## Record extracts
********************
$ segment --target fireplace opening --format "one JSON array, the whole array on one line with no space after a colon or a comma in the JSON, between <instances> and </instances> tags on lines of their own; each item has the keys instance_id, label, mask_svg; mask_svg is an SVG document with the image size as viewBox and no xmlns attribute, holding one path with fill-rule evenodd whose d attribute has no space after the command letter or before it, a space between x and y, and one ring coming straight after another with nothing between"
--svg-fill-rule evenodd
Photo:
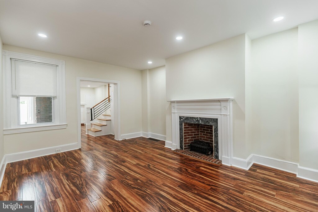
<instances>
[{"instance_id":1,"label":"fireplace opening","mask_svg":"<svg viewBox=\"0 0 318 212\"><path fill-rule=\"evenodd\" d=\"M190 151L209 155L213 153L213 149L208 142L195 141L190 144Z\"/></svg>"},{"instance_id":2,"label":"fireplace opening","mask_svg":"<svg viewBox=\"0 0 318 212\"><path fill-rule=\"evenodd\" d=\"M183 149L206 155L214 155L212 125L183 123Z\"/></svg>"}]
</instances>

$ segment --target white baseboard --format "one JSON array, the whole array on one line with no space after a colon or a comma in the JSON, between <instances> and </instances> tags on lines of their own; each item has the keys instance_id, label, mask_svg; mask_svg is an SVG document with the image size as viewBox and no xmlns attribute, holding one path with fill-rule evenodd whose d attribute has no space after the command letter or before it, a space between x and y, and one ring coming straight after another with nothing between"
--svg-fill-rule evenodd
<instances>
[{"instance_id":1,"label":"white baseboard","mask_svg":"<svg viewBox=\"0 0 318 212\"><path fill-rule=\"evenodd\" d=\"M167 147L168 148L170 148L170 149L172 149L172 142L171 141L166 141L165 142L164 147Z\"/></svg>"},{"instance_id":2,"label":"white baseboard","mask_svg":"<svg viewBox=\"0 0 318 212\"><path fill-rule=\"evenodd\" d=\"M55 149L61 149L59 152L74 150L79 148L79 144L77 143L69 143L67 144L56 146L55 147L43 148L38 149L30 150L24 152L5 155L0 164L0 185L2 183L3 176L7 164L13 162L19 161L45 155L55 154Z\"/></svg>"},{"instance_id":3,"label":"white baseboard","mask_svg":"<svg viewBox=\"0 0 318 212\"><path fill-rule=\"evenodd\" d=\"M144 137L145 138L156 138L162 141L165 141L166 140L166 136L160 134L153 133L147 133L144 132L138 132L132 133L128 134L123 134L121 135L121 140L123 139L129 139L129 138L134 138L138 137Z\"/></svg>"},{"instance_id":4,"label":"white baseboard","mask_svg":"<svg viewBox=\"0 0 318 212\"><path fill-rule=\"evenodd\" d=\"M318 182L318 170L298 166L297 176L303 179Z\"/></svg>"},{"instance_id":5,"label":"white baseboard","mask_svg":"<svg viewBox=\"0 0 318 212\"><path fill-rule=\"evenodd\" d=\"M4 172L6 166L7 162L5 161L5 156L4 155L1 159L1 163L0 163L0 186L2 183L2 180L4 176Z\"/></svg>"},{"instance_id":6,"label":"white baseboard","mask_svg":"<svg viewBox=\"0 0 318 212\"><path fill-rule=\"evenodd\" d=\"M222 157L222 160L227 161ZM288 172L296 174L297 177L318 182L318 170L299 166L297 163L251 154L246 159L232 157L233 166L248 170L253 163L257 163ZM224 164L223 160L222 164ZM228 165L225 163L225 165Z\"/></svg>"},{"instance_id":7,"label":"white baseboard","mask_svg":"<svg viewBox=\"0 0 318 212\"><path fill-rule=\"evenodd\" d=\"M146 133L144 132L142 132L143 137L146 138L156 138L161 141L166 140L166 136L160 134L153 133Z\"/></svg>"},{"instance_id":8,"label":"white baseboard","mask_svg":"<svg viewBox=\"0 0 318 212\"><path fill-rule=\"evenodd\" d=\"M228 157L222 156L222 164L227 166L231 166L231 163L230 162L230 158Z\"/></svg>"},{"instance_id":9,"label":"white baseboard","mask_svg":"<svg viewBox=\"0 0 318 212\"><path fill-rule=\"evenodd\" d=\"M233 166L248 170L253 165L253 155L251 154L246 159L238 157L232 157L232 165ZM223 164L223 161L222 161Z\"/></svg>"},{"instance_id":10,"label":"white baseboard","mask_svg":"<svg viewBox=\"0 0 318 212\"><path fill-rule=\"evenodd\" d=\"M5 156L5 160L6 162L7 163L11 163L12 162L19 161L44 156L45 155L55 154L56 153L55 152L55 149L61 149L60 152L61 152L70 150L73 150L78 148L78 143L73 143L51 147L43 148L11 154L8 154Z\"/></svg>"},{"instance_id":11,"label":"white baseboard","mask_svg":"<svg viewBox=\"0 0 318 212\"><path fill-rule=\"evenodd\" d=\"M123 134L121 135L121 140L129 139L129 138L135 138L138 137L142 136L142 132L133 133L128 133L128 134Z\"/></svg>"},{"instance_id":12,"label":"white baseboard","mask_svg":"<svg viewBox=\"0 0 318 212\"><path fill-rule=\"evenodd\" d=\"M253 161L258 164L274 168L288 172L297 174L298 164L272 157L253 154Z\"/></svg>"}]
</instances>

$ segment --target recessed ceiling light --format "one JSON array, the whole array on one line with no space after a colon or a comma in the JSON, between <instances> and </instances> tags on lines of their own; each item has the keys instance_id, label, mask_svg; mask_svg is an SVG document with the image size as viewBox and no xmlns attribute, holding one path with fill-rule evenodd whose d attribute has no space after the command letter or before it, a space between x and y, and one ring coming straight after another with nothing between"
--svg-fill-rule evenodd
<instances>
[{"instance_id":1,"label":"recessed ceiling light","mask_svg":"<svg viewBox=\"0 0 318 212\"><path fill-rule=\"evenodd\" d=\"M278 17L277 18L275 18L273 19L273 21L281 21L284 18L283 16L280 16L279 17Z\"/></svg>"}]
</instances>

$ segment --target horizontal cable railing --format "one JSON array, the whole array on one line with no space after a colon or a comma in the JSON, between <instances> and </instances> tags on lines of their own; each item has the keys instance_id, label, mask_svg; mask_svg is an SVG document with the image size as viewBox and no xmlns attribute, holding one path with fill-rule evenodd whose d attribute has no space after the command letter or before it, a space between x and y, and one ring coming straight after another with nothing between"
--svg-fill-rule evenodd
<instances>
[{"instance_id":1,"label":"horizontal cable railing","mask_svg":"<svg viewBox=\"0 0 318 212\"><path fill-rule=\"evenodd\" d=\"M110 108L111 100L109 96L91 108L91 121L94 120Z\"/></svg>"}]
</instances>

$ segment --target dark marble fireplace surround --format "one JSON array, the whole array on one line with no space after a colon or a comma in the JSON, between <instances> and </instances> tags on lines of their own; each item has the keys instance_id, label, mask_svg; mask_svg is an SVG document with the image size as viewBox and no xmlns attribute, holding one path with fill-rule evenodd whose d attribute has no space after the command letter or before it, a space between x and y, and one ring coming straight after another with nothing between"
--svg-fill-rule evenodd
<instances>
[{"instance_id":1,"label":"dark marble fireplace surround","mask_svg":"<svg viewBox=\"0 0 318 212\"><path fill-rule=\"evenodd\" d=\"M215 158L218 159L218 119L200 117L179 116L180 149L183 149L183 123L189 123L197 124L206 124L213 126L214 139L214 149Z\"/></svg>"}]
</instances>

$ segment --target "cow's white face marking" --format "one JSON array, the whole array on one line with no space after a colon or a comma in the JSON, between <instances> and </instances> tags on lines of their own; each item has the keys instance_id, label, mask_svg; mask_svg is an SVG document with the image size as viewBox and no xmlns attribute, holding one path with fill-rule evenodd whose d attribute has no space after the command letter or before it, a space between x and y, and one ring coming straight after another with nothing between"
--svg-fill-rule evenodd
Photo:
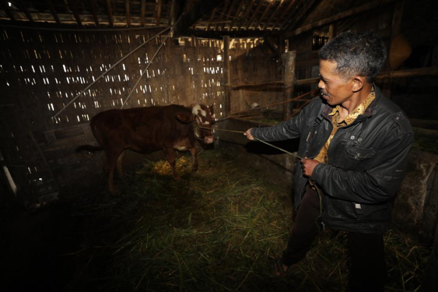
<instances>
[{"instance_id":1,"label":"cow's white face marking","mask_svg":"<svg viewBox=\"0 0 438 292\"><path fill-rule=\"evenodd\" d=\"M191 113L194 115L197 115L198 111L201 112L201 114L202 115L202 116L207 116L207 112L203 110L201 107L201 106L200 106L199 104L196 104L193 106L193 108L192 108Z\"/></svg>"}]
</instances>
********************
## Short task
Show each line of the material above that contains the string "fireplace".

## Finished task
$ segment --target fireplace opening --format "one JSON array, the whole array on one line with no space after a colon or a comma in the JSON, between <instances> and </instances> tags on lines of their own; each item has the keys instance_id, label, mask_svg; mask_svg is an SVG document with the image size as viewBox and no xmlns attribute, holding one path with fill-rule evenodd whose d attribute has no space after the command letter or before it, a space between x and y, and one ring coming straight after another with nothing between"
[{"instance_id":1,"label":"fireplace opening","mask_svg":"<svg viewBox=\"0 0 318 212\"><path fill-rule=\"evenodd\" d=\"M190 151L209 155L213 153L213 149L208 142L195 141L190 144Z\"/></svg>"},{"instance_id":2,"label":"fireplace opening","mask_svg":"<svg viewBox=\"0 0 318 212\"><path fill-rule=\"evenodd\" d=\"M183 149L206 155L214 155L212 125L183 123Z\"/></svg>"}]
$ segment --target dark marble fireplace surround --format "one JSON array, the whole array on one line with no space after a colon or a comma in the JSON, between <instances> and </instances> tags on lines of their own; each item has the keys instance_id, label, mask_svg; mask_svg is an SVG document with the image size as viewBox and no xmlns attribute, holding one path with fill-rule evenodd whose d attribute has no space after the command letter or before it, a space between x and y, and one ring coming straight after another with nothing between"
[{"instance_id":1,"label":"dark marble fireplace surround","mask_svg":"<svg viewBox=\"0 0 318 212\"><path fill-rule=\"evenodd\" d=\"M215 158L218 159L218 119L200 117L179 116L180 149L183 149L183 123L189 123L197 124L206 124L213 126L214 139L214 149Z\"/></svg>"}]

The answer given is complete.